■ What you will do ■
Select and copy each line of the material below that contains the word "bridge".

.....

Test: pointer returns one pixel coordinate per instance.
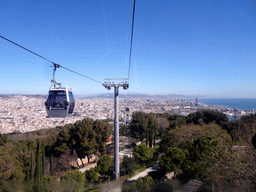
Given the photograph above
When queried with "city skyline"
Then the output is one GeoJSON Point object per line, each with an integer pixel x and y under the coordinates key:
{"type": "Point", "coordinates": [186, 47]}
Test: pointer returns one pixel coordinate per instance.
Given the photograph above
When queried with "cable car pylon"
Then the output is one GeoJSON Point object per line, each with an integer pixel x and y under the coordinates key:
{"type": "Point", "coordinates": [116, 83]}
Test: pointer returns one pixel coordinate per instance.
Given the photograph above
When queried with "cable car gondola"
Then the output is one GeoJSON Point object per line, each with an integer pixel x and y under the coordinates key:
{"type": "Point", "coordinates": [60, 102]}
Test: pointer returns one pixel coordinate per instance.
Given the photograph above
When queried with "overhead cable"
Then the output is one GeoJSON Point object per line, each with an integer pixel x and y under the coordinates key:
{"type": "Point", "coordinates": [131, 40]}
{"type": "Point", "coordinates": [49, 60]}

.....

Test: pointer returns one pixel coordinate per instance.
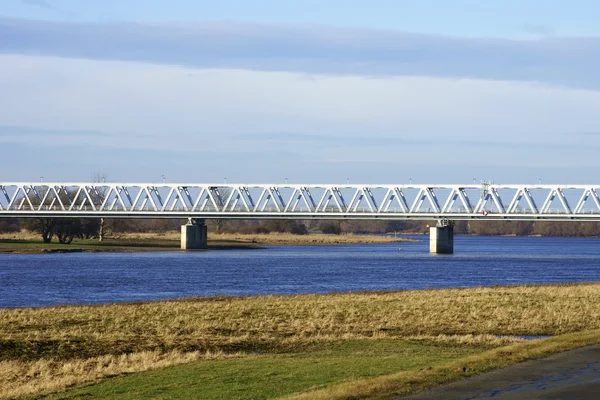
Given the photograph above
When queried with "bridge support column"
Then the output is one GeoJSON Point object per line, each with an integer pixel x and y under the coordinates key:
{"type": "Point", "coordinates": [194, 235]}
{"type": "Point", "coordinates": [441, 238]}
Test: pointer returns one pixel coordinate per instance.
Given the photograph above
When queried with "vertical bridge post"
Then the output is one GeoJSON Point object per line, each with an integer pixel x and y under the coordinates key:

.....

■ Result for this exercise ■
When queried with "bridge support column"
When queried with "vertical bridge post"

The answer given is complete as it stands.